-- Opening Marker --

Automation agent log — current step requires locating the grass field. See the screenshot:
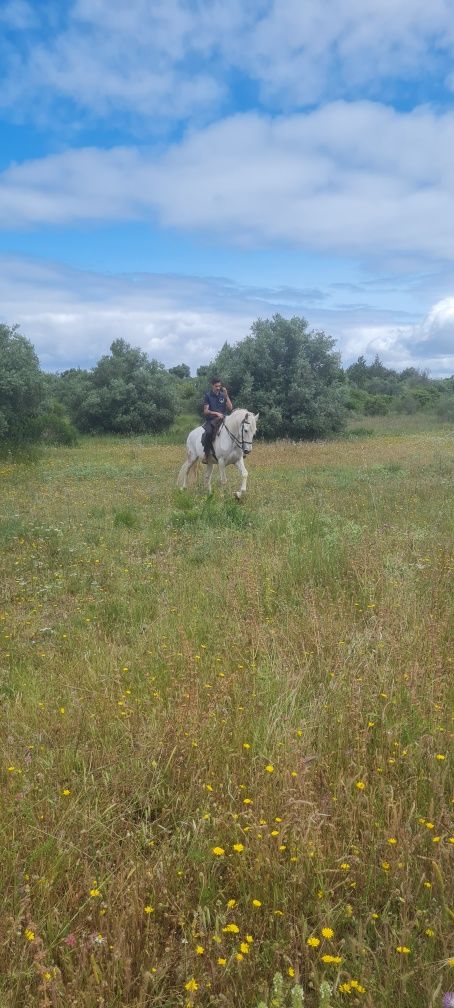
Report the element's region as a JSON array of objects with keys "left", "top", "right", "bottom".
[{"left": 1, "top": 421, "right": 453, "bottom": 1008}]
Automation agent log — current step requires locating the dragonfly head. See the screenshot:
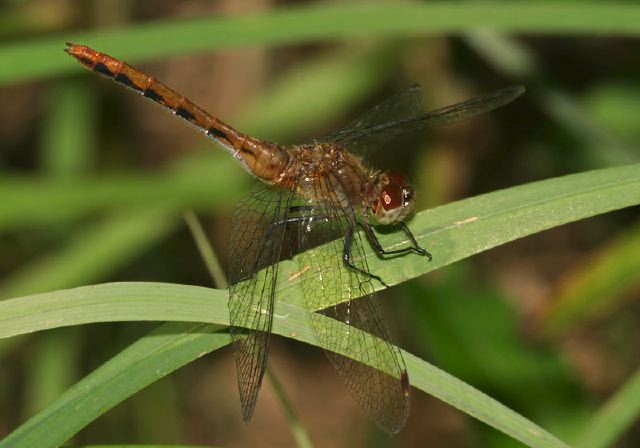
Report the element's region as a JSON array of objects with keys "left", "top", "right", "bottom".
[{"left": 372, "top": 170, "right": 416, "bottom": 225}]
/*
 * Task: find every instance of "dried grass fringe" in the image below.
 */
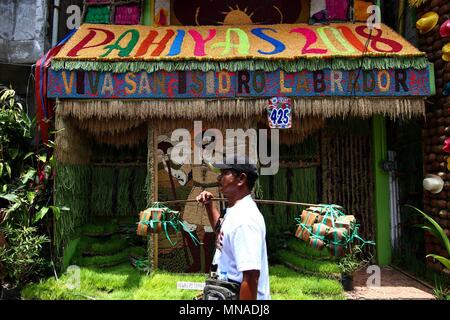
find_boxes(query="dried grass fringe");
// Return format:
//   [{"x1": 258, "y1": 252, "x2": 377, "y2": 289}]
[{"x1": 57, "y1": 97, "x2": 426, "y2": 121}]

-- Closing Marker --
-- Opening Marker --

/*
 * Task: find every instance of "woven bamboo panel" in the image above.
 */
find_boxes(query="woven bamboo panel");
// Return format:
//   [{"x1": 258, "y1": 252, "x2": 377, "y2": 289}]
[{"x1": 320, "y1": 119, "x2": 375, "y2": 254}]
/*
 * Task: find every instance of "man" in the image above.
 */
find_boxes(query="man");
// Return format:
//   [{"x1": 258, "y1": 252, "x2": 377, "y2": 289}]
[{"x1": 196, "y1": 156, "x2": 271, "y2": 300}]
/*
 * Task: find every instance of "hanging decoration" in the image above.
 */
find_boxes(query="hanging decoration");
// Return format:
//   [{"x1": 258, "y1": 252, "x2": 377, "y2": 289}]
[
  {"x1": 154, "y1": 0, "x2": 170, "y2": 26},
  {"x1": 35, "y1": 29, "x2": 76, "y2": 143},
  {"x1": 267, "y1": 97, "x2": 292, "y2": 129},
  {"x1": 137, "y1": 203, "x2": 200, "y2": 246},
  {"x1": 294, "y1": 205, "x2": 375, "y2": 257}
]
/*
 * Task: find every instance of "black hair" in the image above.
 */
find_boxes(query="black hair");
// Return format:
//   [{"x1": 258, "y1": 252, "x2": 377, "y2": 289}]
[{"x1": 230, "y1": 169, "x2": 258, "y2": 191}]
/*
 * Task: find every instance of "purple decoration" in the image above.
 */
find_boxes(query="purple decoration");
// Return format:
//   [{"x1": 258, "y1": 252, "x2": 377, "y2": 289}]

-- Closing Marker --

* [What to produce]: Gather all lines with the string "above" from the data.

* [Answer box]:
 * Task: find every instance of "woven bamboo panel" in the image above.
 * Task: find every instance of "man" in the image above.
 * Task: find every instance of "hanging decoration" in the image above.
 * Task: find every instance of "black hair" in the image above.
 * Task: find every instance of "purple decoration" in the image above.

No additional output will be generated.